### Work order
In the data below, count every line that holds the string "pile" and reply with the number alone.

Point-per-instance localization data
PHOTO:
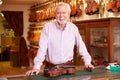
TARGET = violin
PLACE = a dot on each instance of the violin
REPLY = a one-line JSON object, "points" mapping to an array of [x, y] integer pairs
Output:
{"points": [[114, 6], [79, 11], [92, 7], [60, 70], [73, 7], [109, 6]]}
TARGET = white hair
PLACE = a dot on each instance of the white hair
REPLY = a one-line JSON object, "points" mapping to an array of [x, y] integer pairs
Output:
{"points": [[64, 4]]}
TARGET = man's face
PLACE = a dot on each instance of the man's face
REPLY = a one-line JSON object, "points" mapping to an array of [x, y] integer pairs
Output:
{"points": [[62, 15]]}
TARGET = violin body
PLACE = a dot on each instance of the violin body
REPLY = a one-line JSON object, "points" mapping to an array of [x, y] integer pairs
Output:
{"points": [[92, 7], [57, 71], [113, 6]]}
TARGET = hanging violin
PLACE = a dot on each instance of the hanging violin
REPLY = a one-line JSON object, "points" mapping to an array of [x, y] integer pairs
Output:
{"points": [[79, 11], [92, 7]]}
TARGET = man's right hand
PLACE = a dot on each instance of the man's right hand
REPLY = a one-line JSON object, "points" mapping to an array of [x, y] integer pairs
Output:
{"points": [[32, 72]]}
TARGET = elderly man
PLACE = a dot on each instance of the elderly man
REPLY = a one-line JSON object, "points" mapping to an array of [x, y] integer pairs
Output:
{"points": [[57, 42]]}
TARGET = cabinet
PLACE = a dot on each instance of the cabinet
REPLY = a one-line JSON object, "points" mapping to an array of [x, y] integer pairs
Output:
{"points": [[102, 37]]}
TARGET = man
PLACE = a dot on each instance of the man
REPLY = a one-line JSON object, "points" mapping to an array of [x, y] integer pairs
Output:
{"points": [[57, 41]]}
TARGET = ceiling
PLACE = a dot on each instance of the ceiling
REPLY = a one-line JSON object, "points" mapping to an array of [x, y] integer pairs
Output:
{"points": [[21, 2]]}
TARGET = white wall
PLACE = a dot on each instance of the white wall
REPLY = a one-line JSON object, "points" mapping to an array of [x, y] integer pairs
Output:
{"points": [[25, 9]]}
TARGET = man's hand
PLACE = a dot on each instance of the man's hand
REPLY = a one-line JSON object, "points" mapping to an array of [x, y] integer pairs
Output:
{"points": [[32, 72]]}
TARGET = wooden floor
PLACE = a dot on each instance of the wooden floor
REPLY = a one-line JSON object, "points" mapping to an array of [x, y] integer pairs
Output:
{"points": [[7, 70]]}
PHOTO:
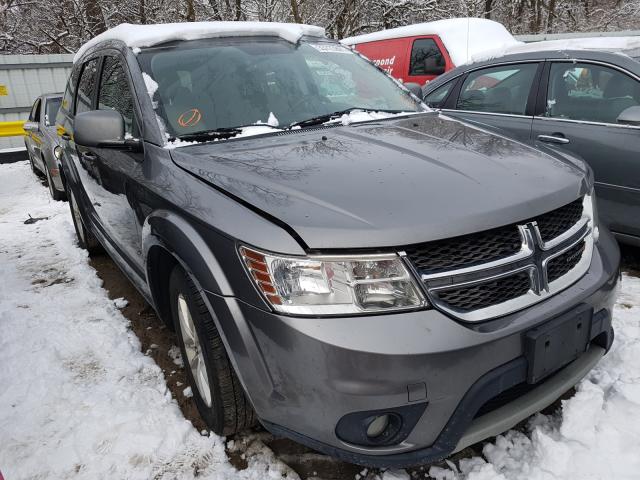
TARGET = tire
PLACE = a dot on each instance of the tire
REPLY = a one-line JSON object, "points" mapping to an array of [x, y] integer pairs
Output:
{"points": [[34, 169], [221, 400], [86, 240], [56, 194]]}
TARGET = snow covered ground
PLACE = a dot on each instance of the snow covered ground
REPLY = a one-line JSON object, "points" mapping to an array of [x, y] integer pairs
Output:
{"points": [[78, 400], [77, 397]]}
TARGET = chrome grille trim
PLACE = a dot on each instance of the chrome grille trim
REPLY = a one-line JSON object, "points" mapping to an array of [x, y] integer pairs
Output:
{"points": [[534, 257]]}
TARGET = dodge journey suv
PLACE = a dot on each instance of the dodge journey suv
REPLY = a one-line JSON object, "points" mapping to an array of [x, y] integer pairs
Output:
{"points": [[372, 279]]}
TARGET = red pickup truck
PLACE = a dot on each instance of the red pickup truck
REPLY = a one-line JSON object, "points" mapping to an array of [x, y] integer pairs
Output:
{"points": [[419, 53]]}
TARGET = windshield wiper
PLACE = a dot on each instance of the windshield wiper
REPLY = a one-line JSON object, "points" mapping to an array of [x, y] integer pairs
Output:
{"points": [[204, 135], [219, 133], [330, 116]]}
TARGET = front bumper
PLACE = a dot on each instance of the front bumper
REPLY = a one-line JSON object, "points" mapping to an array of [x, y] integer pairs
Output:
{"points": [[304, 374]]}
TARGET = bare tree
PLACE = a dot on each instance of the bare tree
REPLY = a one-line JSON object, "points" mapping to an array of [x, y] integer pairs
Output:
{"points": [[61, 26]]}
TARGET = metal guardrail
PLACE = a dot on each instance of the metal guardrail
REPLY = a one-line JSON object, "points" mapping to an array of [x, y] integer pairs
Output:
{"points": [[12, 129]]}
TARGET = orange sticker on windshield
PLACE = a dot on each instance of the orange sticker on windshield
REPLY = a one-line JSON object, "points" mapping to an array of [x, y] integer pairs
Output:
{"points": [[190, 118]]}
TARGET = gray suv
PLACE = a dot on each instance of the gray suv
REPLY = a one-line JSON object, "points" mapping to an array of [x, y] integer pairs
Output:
{"points": [[371, 279]]}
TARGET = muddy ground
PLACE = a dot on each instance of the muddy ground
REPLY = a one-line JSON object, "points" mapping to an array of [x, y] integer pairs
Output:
{"points": [[157, 341]]}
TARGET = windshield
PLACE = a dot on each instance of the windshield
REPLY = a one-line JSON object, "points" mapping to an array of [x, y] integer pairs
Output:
{"points": [[51, 110], [217, 84]]}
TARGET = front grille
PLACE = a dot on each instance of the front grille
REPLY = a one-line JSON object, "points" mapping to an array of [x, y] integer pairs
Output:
{"points": [[468, 275], [466, 251], [564, 263], [559, 221], [485, 294]]}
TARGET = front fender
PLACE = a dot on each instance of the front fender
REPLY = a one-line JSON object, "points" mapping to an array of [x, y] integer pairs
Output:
{"points": [[190, 249], [182, 240]]}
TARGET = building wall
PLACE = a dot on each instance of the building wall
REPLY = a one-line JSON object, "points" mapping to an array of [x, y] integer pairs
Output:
{"points": [[22, 79]]}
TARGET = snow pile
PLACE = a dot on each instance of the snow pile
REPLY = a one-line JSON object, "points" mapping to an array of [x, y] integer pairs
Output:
{"points": [[614, 44], [462, 37], [597, 433], [137, 36], [77, 398]]}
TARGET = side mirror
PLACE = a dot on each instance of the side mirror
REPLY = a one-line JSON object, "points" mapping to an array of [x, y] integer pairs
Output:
{"points": [[630, 116], [30, 126], [102, 129], [437, 70], [414, 88]]}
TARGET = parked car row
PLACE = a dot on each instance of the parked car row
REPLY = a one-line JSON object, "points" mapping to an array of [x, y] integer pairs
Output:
{"points": [[41, 141], [586, 102], [374, 279]]}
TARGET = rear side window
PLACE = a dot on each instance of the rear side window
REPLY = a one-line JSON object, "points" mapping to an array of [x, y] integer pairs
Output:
{"points": [[34, 116], [502, 89], [436, 98], [115, 94], [589, 92], [51, 111], [426, 58], [86, 86], [70, 91]]}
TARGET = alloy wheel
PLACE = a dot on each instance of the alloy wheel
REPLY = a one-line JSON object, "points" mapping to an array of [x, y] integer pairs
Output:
{"points": [[193, 350]]}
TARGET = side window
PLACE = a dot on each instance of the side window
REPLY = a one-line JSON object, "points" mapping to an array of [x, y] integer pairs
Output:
{"points": [[114, 93], [34, 116], [588, 92], [436, 98], [426, 58], [70, 91], [51, 111], [502, 89], [86, 86]]}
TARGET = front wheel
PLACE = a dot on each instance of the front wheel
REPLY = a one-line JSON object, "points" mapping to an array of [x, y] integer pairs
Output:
{"points": [[35, 171], [217, 392], [86, 240]]}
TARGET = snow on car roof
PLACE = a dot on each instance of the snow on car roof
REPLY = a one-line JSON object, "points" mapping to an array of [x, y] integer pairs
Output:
{"points": [[606, 44], [136, 36], [462, 37]]}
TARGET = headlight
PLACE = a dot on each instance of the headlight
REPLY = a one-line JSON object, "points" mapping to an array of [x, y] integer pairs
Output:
{"points": [[333, 285]]}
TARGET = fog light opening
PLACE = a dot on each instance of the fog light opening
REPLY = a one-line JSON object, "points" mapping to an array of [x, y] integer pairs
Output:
{"points": [[378, 426]]}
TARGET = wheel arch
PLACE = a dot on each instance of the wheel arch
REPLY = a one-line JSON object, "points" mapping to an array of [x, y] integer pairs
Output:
{"points": [[169, 239]]}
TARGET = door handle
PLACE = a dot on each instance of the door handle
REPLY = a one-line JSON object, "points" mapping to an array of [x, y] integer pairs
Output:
{"points": [[90, 157], [557, 138]]}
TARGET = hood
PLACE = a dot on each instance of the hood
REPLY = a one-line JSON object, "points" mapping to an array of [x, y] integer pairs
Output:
{"points": [[389, 183]]}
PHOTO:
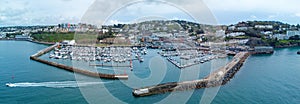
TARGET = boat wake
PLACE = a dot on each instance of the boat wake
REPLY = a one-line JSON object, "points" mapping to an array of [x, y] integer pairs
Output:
{"points": [[64, 84]]}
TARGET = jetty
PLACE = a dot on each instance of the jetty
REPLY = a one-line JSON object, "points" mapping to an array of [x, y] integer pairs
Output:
{"points": [[36, 56], [217, 78]]}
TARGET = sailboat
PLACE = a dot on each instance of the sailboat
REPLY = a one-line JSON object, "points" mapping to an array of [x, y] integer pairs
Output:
{"points": [[11, 84]]}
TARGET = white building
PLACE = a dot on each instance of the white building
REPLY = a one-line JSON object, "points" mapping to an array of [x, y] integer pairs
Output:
{"points": [[264, 26], [235, 34], [280, 36], [292, 33]]}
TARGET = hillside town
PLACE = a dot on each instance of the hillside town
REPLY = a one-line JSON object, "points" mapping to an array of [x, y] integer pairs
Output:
{"points": [[170, 35]]}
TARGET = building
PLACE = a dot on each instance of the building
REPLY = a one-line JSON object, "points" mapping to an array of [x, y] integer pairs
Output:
{"points": [[279, 36], [263, 50], [264, 26], [234, 34], [291, 34], [22, 37]]}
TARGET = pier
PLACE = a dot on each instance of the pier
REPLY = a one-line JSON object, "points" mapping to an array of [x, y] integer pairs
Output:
{"points": [[217, 78], [72, 69]]}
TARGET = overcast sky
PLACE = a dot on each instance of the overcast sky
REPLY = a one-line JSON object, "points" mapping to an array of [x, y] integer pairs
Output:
{"points": [[45, 12]]}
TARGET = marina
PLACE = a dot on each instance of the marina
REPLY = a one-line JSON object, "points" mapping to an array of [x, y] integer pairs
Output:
{"points": [[72, 69], [266, 80]]}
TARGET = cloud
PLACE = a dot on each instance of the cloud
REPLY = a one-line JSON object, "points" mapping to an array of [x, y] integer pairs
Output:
{"points": [[126, 10], [39, 12]]}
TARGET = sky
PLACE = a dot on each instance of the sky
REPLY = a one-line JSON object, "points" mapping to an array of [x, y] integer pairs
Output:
{"points": [[52, 12]]}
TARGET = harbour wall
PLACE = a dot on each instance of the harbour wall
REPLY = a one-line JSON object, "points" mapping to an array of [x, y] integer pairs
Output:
{"points": [[217, 78]]}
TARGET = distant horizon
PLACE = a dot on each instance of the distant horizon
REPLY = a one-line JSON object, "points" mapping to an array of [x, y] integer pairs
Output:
{"points": [[148, 20], [225, 12]]}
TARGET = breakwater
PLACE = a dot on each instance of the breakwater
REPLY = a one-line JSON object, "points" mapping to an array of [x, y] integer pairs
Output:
{"points": [[217, 78], [72, 69]]}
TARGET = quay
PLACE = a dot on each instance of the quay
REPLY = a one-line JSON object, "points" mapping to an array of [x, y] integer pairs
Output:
{"points": [[36, 56], [103, 65], [182, 66], [217, 78]]}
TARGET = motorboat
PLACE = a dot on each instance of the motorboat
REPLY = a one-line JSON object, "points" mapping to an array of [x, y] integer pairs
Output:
{"points": [[10, 85]]}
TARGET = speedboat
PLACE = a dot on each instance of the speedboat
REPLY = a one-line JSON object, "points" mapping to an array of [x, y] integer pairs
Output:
{"points": [[10, 85]]}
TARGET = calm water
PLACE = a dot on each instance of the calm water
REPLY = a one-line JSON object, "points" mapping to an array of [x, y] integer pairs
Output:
{"points": [[263, 79]]}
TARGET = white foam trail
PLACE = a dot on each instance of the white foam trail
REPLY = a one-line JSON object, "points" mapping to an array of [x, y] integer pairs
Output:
{"points": [[64, 84]]}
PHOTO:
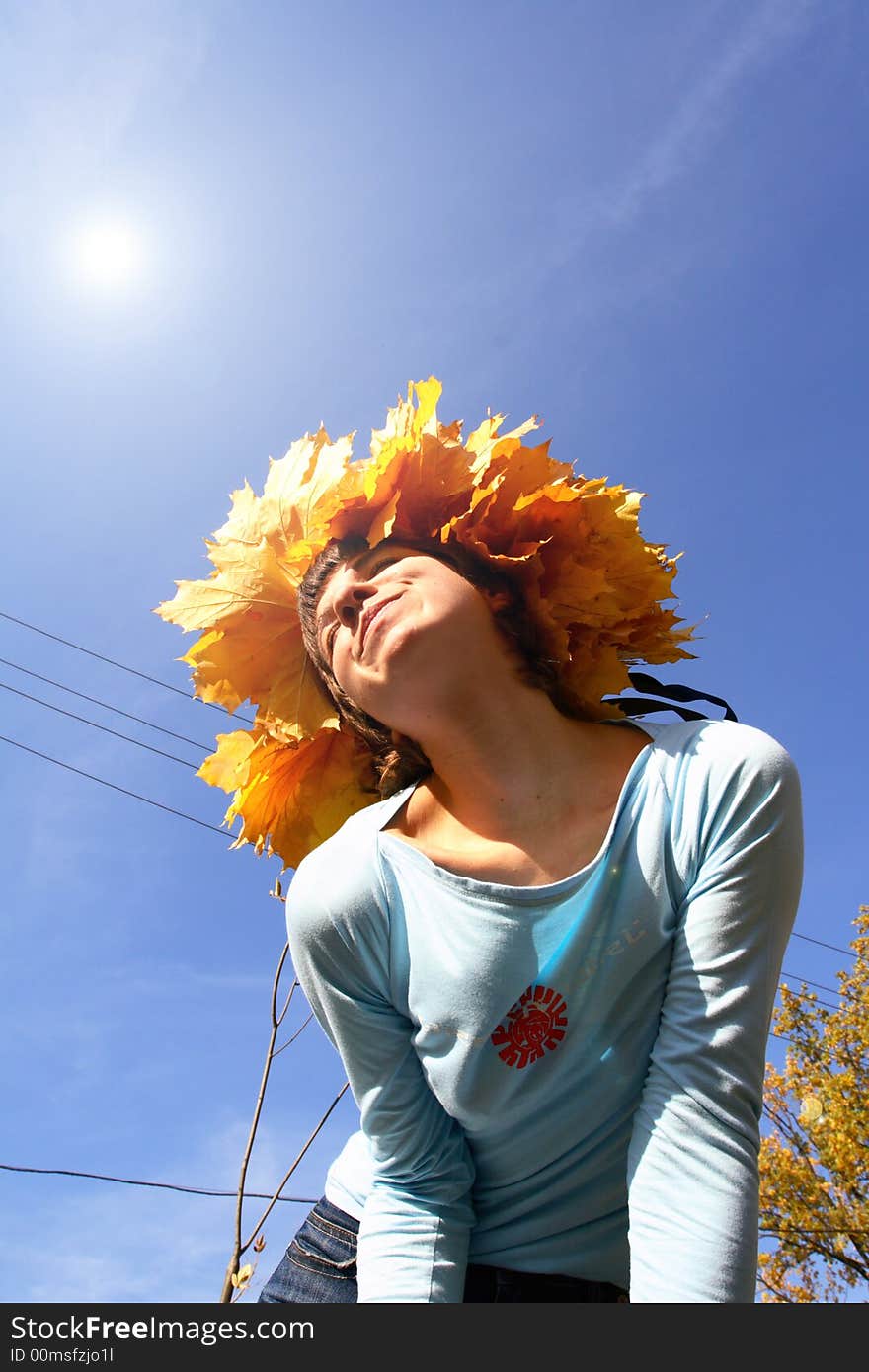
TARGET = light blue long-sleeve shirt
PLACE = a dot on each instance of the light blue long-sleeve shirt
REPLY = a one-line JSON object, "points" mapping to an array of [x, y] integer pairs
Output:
{"points": [[565, 1077]]}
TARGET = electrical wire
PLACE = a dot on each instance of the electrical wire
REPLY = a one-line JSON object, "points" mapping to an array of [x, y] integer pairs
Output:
{"points": [[264, 1195], [103, 704], [112, 661], [102, 727], [162, 1185], [122, 789]]}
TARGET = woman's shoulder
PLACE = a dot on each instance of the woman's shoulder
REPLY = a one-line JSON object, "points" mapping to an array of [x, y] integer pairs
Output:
{"points": [[342, 875], [718, 748]]}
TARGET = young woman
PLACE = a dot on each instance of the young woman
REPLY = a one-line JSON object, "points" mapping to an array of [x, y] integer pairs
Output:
{"points": [[546, 956]]}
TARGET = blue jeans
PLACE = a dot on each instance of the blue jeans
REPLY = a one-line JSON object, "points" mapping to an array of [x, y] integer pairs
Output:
{"points": [[320, 1266]]}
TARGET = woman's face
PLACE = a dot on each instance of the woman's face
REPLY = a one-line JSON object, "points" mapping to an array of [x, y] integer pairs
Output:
{"points": [[394, 625]]}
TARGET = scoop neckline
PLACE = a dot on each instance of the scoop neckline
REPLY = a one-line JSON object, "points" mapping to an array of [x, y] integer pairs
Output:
{"points": [[523, 894]]}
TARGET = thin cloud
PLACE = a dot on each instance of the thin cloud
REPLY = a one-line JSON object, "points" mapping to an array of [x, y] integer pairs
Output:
{"points": [[704, 112]]}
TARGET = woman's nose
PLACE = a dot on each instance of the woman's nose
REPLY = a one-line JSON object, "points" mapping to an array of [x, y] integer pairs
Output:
{"points": [[352, 601]]}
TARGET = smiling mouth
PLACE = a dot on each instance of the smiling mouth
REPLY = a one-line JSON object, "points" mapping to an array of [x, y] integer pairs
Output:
{"points": [[372, 618]]}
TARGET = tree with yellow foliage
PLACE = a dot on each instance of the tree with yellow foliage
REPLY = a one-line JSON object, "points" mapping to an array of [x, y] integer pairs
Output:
{"points": [[815, 1163]]}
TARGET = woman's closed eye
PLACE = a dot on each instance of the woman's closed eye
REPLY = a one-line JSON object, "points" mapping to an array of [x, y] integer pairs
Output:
{"points": [[335, 625]]}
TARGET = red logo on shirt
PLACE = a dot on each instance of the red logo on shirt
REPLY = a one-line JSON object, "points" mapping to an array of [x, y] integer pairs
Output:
{"points": [[534, 1024]]}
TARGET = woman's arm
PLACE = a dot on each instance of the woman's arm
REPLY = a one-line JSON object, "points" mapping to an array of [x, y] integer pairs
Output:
{"points": [[414, 1235], [693, 1154]]}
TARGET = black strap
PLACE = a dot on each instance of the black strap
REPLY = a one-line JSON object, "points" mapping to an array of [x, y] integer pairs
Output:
{"points": [[644, 706]]}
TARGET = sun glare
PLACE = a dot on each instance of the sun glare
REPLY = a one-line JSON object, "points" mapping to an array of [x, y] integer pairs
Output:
{"points": [[109, 254]]}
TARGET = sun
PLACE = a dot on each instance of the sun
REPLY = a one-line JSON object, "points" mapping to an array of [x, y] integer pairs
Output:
{"points": [[108, 254]]}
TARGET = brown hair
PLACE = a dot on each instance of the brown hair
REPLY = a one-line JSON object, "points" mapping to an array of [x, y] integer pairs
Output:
{"points": [[400, 760]]}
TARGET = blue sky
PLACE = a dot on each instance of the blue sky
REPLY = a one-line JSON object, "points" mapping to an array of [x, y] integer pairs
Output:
{"points": [[644, 222]]}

### Written answer
2